VORLIEGENDER TEXT →
━━━━━━━━

Im Juli betrug die Inflation in der Eurozone nur 0,2 Prozent. Aber Angst vor einer lähmenden Deflation - also einem Preisverfall mit gesamtwirtschaftlichen Folgen - haben verschiedene Experten nicht. Denn die Preise sinken nicht flächendeckend, sondern vor allem in einem Bereich, in dem es mehr nützt als schadet.

Von Michael Braun |
    EU-Fahne
    Eine Deflation dürfte der Eurozone nicht drohen. (dpa / picture alliance / Jens Kalaene)
    Sie heißt Inflationsrate, hat aber im Moment mit Inflation nichts zu tun. Denn die Preise in der Eurozone waren im Juli - wie im Juni - nur um 0,2 Prozent höher als voriges Jahr. Und um ein Haar wäre die Inflationsrate gar gesunken, sagt Carsten Brzeski, der Chefvolkswirt der ING Diba:
    "Das ist eine sehr fragile Stabilität gewesen. Denn wir hatten ja in Deutschland Zahlen, die ein bisschen niedriger waren. Wir haben in Spanien auch gesehen, dass die Inflation noch mal gesunken ist. Also, von daher war es eine ganz knappe Geschichte, dass wir jetzt auf diesen 0,2 stabil geblieben sind."
    Inflation betrug im Juli nur 0,2 Prozent
    In Deutschland ist die Preissteigerungsrate von 0,3 Prozent im Juni auf 0,2 Prozent im Juli gesunken. Geht es also wieder abwärts mit der Inflationsrate? Kommen die Sorgen vor sinkenden Preisen, vor einer lähmenden Deflation wieder auf?

━━━━━━━━

Setze den Text zur niedrigen Inflation in der Eurozone nach seinem letzten Satz fort. Die Zeilen spielen hierfür keine Rolle.

━━━━━━━━

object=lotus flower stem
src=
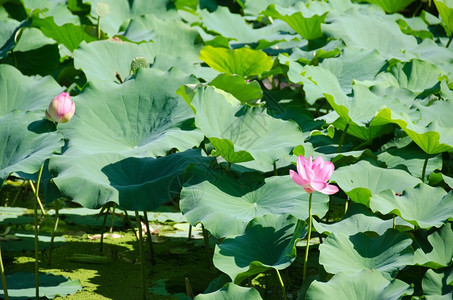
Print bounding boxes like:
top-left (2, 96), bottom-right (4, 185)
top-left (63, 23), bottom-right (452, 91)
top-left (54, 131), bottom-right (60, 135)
top-left (302, 193), bottom-right (313, 280)
top-left (337, 123), bottom-right (349, 153)
top-left (47, 200), bottom-right (59, 266)
top-left (135, 210), bottom-right (146, 300)
top-left (33, 163), bottom-right (44, 299)
top-left (0, 243), bottom-right (9, 300)
top-left (143, 211), bottom-right (156, 265)
top-left (28, 180), bottom-right (46, 215)
top-left (422, 153), bottom-right (429, 182)
top-left (109, 203), bottom-right (116, 233)
top-left (275, 269), bottom-right (286, 300)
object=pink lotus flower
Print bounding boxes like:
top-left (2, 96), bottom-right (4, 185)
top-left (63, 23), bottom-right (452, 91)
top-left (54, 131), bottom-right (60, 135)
top-left (46, 92), bottom-right (75, 123)
top-left (289, 155), bottom-right (338, 195)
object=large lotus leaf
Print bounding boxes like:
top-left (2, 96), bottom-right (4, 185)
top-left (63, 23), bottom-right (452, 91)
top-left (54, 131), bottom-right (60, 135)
top-left (0, 110), bottom-right (64, 186)
top-left (263, 4), bottom-right (327, 40)
top-left (319, 229), bottom-right (414, 277)
top-left (322, 9), bottom-right (417, 60)
top-left (30, 11), bottom-right (97, 52)
top-left (180, 175), bottom-right (329, 237)
top-left (375, 108), bottom-right (453, 154)
top-left (0, 272), bottom-right (82, 300)
top-left (422, 266), bottom-right (453, 300)
top-left (313, 202), bottom-right (404, 235)
top-left (305, 270), bottom-right (413, 300)
top-left (377, 144), bottom-right (442, 180)
top-left (319, 48), bottom-right (386, 94)
top-left (358, 0), bottom-right (415, 14)
top-left (370, 183), bottom-right (453, 228)
top-left (50, 150), bottom-right (210, 211)
top-left (124, 15), bottom-right (202, 63)
top-left (74, 40), bottom-right (153, 81)
top-left (58, 69), bottom-right (203, 157)
top-left (199, 6), bottom-right (291, 44)
top-left (83, 0), bottom-right (177, 36)
top-left (330, 160), bottom-right (420, 206)
top-left (209, 74), bottom-right (263, 104)
top-left (434, 0), bottom-right (453, 35)
top-left (0, 64), bottom-right (63, 117)
top-left (213, 215), bottom-right (307, 284)
top-left (194, 283), bottom-right (263, 300)
top-left (190, 87), bottom-right (304, 165)
top-left (200, 46), bottom-right (273, 77)
top-left (414, 223), bottom-right (453, 269)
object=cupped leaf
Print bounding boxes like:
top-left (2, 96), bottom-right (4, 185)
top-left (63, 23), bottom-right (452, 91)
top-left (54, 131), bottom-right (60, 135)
top-left (370, 183), bottom-right (453, 228)
top-left (58, 68), bottom-right (203, 157)
top-left (50, 150), bottom-right (210, 211)
top-left (0, 272), bottom-right (82, 300)
top-left (200, 46), bottom-right (273, 77)
top-left (190, 87), bottom-right (304, 165)
top-left (331, 160), bottom-right (420, 206)
top-left (319, 229), bottom-right (414, 277)
top-left (73, 40), bottom-right (149, 81)
top-left (213, 215), bottom-right (307, 284)
top-left (0, 110), bottom-right (64, 186)
top-left (415, 223), bottom-right (453, 269)
top-left (194, 283), bottom-right (263, 300)
top-left (180, 175), bottom-right (329, 237)
top-left (0, 64), bottom-right (63, 118)
top-left (305, 270), bottom-right (413, 300)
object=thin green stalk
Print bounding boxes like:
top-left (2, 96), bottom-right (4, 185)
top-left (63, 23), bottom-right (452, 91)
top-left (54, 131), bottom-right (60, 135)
top-left (33, 164), bottom-right (44, 299)
top-left (47, 200), bottom-right (59, 267)
top-left (143, 211), bottom-right (156, 265)
top-left (135, 210), bottom-right (146, 300)
top-left (275, 269), bottom-right (286, 300)
top-left (0, 243), bottom-right (9, 300)
top-left (302, 193), bottom-right (313, 280)
top-left (337, 123), bottom-right (349, 153)
top-left (422, 153), bottom-right (429, 182)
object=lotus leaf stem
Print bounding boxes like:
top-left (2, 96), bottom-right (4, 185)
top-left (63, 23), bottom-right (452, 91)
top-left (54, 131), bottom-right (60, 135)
top-left (135, 210), bottom-right (146, 300)
top-left (302, 193), bottom-right (313, 280)
top-left (30, 163), bottom-right (44, 299)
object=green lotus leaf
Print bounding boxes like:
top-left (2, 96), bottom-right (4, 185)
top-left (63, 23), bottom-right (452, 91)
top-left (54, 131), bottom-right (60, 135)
top-left (82, 0), bottom-right (178, 36)
top-left (180, 172), bottom-right (329, 237)
top-left (319, 229), bottom-right (414, 277)
top-left (422, 266), bottom-right (453, 300)
top-left (30, 11), bottom-right (97, 52)
top-left (213, 215), bottom-right (307, 284)
top-left (370, 183), bottom-right (453, 228)
top-left (0, 272), bottom-right (82, 300)
top-left (0, 64), bottom-right (63, 118)
top-left (263, 4), bottom-right (327, 40)
top-left (194, 283), bottom-right (263, 300)
top-left (330, 160), bottom-right (420, 206)
top-left (49, 150), bottom-right (210, 211)
top-left (190, 87), bottom-right (304, 165)
top-left (434, 0), bottom-right (453, 36)
top-left (58, 68), bottom-right (203, 157)
top-left (305, 270), bottom-right (413, 300)
top-left (313, 202), bottom-right (407, 235)
top-left (322, 8), bottom-right (417, 60)
top-left (74, 40), bottom-right (150, 81)
top-left (199, 6), bottom-right (292, 47)
top-left (200, 46), bottom-right (273, 77)
top-left (358, 0), bottom-right (415, 14)
top-left (209, 74), bottom-right (263, 104)
top-left (0, 110), bottom-right (64, 186)
top-left (124, 15), bottom-right (202, 63)
top-left (414, 223), bottom-right (453, 269)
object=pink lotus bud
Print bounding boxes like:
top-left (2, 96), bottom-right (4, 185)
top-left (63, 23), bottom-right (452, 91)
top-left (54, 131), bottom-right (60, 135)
top-left (289, 155), bottom-right (338, 195)
top-left (46, 92), bottom-right (75, 123)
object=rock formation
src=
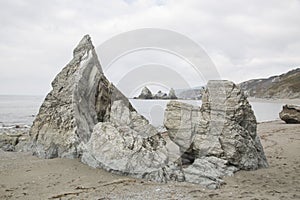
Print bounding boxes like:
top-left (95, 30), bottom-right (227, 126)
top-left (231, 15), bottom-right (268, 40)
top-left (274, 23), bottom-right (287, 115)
top-left (279, 105), bottom-right (300, 124)
top-left (135, 87), bottom-right (177, 99)
top-left (29, 35), bottom-right (267, 188)
top-left (164, 81), bottom-right (268, 188)
top-left (138, 87), bottom-right (153, 99)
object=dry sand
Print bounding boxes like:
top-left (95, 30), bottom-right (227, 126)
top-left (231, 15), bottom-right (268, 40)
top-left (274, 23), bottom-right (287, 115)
top-left (0, 121), bottom-right (300, 200)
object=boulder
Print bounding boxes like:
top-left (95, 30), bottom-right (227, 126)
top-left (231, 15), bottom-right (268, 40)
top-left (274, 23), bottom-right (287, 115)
top-left (279, 105), bottom-right (300, 124)
top-left (138, 87), bottom-right (153, 99)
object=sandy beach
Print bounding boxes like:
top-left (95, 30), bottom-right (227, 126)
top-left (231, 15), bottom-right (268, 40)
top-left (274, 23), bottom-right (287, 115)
top-left (0, 121), bottom-right (300, 200)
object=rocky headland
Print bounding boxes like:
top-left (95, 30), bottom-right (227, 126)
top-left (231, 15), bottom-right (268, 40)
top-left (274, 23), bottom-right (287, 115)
top-left (239, 68), bottom-right (300, 99)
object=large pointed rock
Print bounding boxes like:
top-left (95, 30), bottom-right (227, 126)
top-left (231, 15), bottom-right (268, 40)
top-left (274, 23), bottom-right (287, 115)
top-left (30, 35), bottom-right (129, 158)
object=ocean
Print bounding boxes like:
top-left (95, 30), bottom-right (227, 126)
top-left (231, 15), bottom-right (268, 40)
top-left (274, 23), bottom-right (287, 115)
top-left (0, 95), bottom-right (283, 127)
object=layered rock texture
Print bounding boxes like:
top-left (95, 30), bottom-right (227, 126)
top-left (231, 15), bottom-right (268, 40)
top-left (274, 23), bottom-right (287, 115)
top-left (279, 105), bottom-right (300, 124)
top-left (29, 35), bottom-right (268, 188)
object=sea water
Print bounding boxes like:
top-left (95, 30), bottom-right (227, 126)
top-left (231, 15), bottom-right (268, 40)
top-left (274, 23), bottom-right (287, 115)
top-left (0, 95), bottom-right (283, 127)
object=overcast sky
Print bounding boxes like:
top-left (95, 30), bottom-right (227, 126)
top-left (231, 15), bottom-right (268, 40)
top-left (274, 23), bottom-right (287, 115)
top-left (0, 0), bottom-right (300, 95)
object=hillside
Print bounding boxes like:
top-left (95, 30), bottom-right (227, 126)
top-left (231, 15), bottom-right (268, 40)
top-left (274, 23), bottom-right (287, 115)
top-left (239, 68), bottom-right (300, 99)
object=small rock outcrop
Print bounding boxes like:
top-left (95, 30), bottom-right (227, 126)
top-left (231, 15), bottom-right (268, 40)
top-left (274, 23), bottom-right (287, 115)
top-left (138, 87), bottom-right (153, 99)
top-left (135, 87), bottom-right (177, 99)
top-left (25, 35), bottom-right (268, 188)
top-left (279, 105), bottom-right (300, 124)
top-left (164, 81), bottom-right (268, 188)
top-left (154, 90), bottom-right (168, 99)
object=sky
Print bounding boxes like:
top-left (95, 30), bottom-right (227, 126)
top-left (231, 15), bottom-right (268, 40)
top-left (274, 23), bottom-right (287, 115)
top-left (0, 0), bottom-right (300, 95)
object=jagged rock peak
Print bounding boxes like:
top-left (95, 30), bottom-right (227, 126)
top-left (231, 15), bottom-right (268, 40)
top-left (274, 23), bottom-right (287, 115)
top-left (138, 87), bottom-right (153, 99)
top-left (73, 34), bottom-right (94, 57)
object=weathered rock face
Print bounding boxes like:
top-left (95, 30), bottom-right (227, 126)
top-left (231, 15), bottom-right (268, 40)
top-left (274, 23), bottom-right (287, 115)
top-left (138, 87), bottom-right (153, 99)
top-left (164, 81), bottom-right (268, 188)
top-left (27, 36), bottom-right (267, 188)
top-left (279, 105), bottom-right (300, 124)
top-left (82, 100), bottom-right (183, 182)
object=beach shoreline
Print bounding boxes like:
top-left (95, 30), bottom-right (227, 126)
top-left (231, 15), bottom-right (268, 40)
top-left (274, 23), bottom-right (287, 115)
top-left (0, 120), bottom-right (300, 200)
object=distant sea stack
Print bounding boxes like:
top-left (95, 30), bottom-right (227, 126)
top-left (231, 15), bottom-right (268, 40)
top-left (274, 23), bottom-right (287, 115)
top-left (135, 87), bottom-right (177, 99)
top-left (138, 87), bottom-right (153, 99)
top-left (240, 68), bottom-right (300, 99)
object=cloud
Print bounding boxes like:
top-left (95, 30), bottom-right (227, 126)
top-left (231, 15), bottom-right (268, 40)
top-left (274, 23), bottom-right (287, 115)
top-left (0, 0), bottom-right (300, 94)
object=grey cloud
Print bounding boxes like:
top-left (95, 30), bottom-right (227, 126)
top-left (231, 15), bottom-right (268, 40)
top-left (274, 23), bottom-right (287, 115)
top-left (0, 0), bottom-right (300, 94)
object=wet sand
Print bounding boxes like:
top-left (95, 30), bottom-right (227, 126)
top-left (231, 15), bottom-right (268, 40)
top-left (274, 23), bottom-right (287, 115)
top-left (0, 121), bottom-right (300, 200)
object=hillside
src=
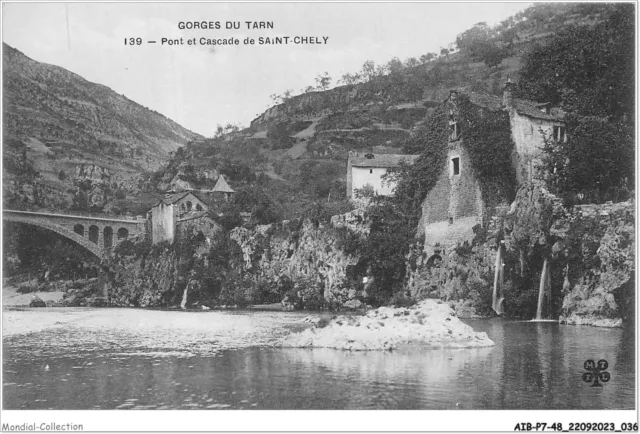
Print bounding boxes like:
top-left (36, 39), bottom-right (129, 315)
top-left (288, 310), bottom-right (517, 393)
top-left (3, 44), bottom-right (200, 211)
top-left (151, 4), bottom-right (607, 218)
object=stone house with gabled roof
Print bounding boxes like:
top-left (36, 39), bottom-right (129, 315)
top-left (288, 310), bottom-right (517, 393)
top-left (347, 151), bottom-right (419, 200)
top-left (147, 191), bottom-right (209, 244)
top-left (211, 174), bottom-right (235, 201)
top-left (418, 80), bottom-right (566, 264)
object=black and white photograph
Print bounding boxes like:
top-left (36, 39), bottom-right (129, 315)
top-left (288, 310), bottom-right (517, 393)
top-left (1, 1), bottom-right (638, 432)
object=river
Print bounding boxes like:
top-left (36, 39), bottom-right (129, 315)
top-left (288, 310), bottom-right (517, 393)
top-left (3, 308), bottom-right (635, 410)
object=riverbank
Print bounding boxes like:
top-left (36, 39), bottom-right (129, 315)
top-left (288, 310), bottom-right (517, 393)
top-left (2, 285), bottom-right (65, 307)
top-left (282, 299), bottom-right (495, 351)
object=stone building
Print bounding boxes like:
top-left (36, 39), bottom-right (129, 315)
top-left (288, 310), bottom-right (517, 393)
top-left (347, 151), bottom-right (418, 200)
top-left (418, 80), bottom-right (566, 263)
top-left (147, 191), bottom-right (209, 244)
top-left (167, 172), bottom-right (195, 193)
top-left (211, 175), bottom-right (235, 202)
top-left (176, 211), bottom-right (222, 240)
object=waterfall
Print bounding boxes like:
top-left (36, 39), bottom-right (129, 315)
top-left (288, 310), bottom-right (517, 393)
top-left (180, 283), bottom-right (189, 309)
top-left (491, 242), bottom-right (504, 315)
top-left (536, 258), bottom-right (549, 319)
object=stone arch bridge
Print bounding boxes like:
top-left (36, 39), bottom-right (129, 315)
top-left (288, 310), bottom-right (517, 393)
top-left (2, 209), bottom-right (146, 257)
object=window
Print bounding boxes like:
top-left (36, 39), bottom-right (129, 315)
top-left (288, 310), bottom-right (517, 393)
top-left (553, 125), bottom-right (565, 142)
top-left (451, 157), bottom-right (460, 176)
top-left (449, 122), bottom-right (460, 140)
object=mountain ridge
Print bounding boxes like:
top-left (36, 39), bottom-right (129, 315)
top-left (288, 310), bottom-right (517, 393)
top-left (3, 43), bottom-right (202, 213)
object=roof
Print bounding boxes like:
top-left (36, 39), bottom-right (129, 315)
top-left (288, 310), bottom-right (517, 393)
top-left (154, 191), bottom-right (205, 206)
top-left (349, 154), bottom-right (419, 168)
top-left (211, 175), bottom-right (235, 193)
top-left (463, 91), bottom-right (565, 121)
top-left (178, 211), bottom-right (214, 223)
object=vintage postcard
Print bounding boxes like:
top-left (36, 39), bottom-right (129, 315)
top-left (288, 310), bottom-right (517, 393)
top-left (1, 1), bottom-right (638, 432)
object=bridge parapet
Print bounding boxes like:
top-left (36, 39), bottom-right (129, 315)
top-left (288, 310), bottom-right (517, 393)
top-left (2, 210), bottom-right (146, 257)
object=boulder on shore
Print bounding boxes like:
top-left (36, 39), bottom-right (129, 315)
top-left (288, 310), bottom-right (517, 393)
top-left (280, 299), bottom-right (495, 351)
top-left (29, 295), bottom-right (47, 307)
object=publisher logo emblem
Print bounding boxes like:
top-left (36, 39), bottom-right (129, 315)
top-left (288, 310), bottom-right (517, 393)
top-left (582, 359), bottom-right (611, 387)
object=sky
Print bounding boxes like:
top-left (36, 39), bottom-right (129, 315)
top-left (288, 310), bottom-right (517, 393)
top-left (2, 2), bottom-right (531, 137)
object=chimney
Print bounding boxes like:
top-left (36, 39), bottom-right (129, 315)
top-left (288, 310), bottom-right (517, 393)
top-left (502, 75), bottom-right (514, 110)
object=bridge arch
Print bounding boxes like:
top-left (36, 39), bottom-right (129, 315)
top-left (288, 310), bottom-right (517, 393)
top-left (2, 209), bottom-right (146, 257)
top-left (3, 214), bottom-right (102, 258)
top-left (89, 225), bottom-right (100, 245)
top-left (102, 226), bottom-right (113, 249)
top-left (118, 228), bottom-right (129, 240)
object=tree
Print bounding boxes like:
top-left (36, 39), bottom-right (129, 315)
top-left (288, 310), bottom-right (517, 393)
top-left (540, 116), bottom-right (635, 203)
top-left (404, 57), bottom-right (420, 68)
top-left (316, 71), bottom-right (331, 91)
top-left (361, 60), bottom-right (376, 81)
top-left (478, 42), bottom-right (508, 68)
top-left (518, 3), bottom-right (636, 120)
top-left (420, 53), bottom-right (438, 63)
top-left (338, 73), bottom-right (362, 85)
top-left (381, 57), bottom-right (404, 75)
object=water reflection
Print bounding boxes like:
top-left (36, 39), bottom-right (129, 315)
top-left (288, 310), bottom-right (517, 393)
top-left (3, 314), bottom-right (635, 409)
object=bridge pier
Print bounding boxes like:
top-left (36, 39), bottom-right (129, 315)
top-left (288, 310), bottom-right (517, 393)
top-left (2, 210), bottom-right (146, 257)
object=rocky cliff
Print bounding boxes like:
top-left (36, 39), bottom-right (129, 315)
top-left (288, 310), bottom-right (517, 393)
top-left (408, 184), bottom-right (635, 327)
top-left (99, 212), bottom-right (367, 309)
top-left (2, 44), bottom-right (201, 211)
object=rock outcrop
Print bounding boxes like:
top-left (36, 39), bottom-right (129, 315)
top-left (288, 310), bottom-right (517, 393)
top-left (408, 183), bottom-right (635, 327)
top-left (281, 300), bottom-right (494, 351)
top-left (231, 212), bottom-right (367, 305)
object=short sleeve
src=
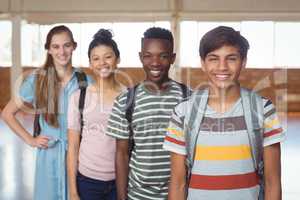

━━━━━━━━

ERGEBNIS →
    "Eigentlich nicht. Man muss sich ein bisschen anschauen, wo denn der leichte Abwärtsdruck herkommt. Und das sind wieder mal die Energiepreise. Wenn man von der Energie absieht, ist die Inflation, die sogenannte Kernrate, relativ stabil. Oder man kann sogar sagen, dass sie eine leicht steigende Tendenz Richtung ein Prozent in der Eurozone hat. Also, von daher sind alle Sorgen, dass wir jetzt wieder eine - in Anführungszeichen - Deflationsphase hineinlaufen, eigentlich übertrieben", meint Stefan Schneider, Europa-Volkswirt der Deutschen Bank.
    Energie kostete im Juli durchschnittlich 5,6 Prozent weniger als vor einem Jahr. Und Volkswirte empfehlen, das eher zu genießen, also die an der Tankstelle ersparten Euro anderweitig für Altersvorsorge oder Konsum zu verplanen. Das haben sich die Verbraucher wohl auch gedacht und danach gehandelt. Jedenfalls meldete das Statistische Bundesamt heute, der deutsche Einzelhandel habe sein bestes erstes Halbjahr seit mindestens 21 Jahren erlebt. Die Umsätze der Branche hätten in den sechs Monaten inflationsbereinigt, also real, 2,5 Prozent über dem Vorjahresniveau gelegen.
    EZB bleibt gelassen
    Auch die Europäische Zentralbank ist noch nicht irritiert. Ihr Präsident Mario Draghi hatte vor zwei Wochen gesagt, die Inflationsrate werde wegen der sinkenden Ölpreise erst einmal niedrig bleiben und wohl erst gegen Ende des Jahres anziehen.
    ING-Volkswirt Brzeski halt sogar negative Inflationsraten noch einmal für möglich - aber nicht für gefährlich:
    "Negative Inflationsraten sind möglich. Aber das ist halt keine Deflation, die schädlich ist. Das ist keine Deflation, die dazu führt, dass die ganze Wirtschaft in einem Stillstand zurechtkommt."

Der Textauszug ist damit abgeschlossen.